- 読む文章 -
■ ■ ■ ■ ■

昔は、子どもたちは公園や空き地で、親の目を気にすることなく遊び、遊び場の中で色々なものに触れたり、工夫して遊んだりする中で人間関係のルールを学んだものですよね。ところが最近は、遊び場が不足していて、子どもたちの遊びもテレビゲームなどのバーチャルなものが主流です。虫捕りに走り回る子どもは皆無ですし、年々、自然離れが進んでいます。その結果、疑似体験は増えたものの実体験に乏しい子どもたちが増えてきました。

自然体験の早期教育こそ

 道東は、すばらしい自然に恵まれた土地です。自然と触れ合おうと思えば、すぐに触れ合うことができます。しかし、子どもたちと話してみると、みんな驚くほど自然体験が少ないんですよね。(ハエや蚊を見てキャーキャー言っている生徒には、絶句してしまいます)

このニュースレターでも、「生きる力」について色々と考えてきましたが、私の経験上、自然体験の豊富な子は、「機転が利く」「生活力がある」「判断力・推理力が高い」「応用力が高い」とか、そういう子が多いものです。学力の二極化が社会問題になっている中で、一部の教育熱心な家庭は、子どもの早期教育に力を入れています。

■ ■ ■ ■ ■

- データの内容 -
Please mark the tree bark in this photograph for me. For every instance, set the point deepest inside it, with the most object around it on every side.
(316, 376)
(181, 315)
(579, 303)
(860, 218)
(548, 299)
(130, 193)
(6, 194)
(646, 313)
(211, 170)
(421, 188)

■ ■ ■ ■ ■

- 取り組む課題 -
[1] 子どもの自然体験についての文章を、「昔は、子どもたちは公園や空き」という語句を含むところから書き写し始め、「早期教育に力を入れています。」という語句のところで終えてください。
[2] 子どもの自然体験についての文章をもとに、次の問いに答えてください。
(a) 最近の子どもたちの遊びで主流になっているのは何ですか。
(b) 道東はどのような土地だと述べられていますか。
(c) 学力の二極化が社会問題になっている中で、一部の教育熱心な家庭は何に力を入れていますか。
これらの記録は、子どもの自然体験についての文章とは関係がありません。

- 課題への回答 -
[1]
昔は、子どもたちは公園や空き地で、親の目を気にすることなく遊び、遊び場の中で色々なものに触れたり、工夫して遊んだりする中で人間関係のルールを学んだものですよね。ところが最近は、遊び場が不足していて、子どもたちの遊びもテレビゲームなどのバーチャルなものが主流です。虫捕りに走り回る子どもは皆無ですし、年々、自然離れが進んでいます。その結果、疑似体験は増えたものの実体験に乏しい子どもたちが増えてきました。

自然体験の早期教育こそ

 道東は、すばらしい自然に恵まれた土地です。自然と触れ合おうと思えば、すぐに触れ合うことができます。しかし、子どもたちと話してみると、みんな驚くほど自然体験が少ないんですよね。(ハエや蚊を見てキャーキャー言っている生徒には、絶句してしまいます)

このニュースレターでも、「生きる力」について色々と考えてきましたが、私の経験上、自然体験の豊富な子は、「機転が利く」「生活力がある」「判断力・推理力が高い」「応用力が高い」とか、そういう子が多いものです。学力の二極化が社会問題になっている中で、一部の教育熱心な家庭は、子どもの早期教育に力を入れています。

[2]
(a) テレビゲームなどのバーチャルなものです。
(b) すばらしい自然に恵まれた土地です。
(c) 子どもの早期教育です。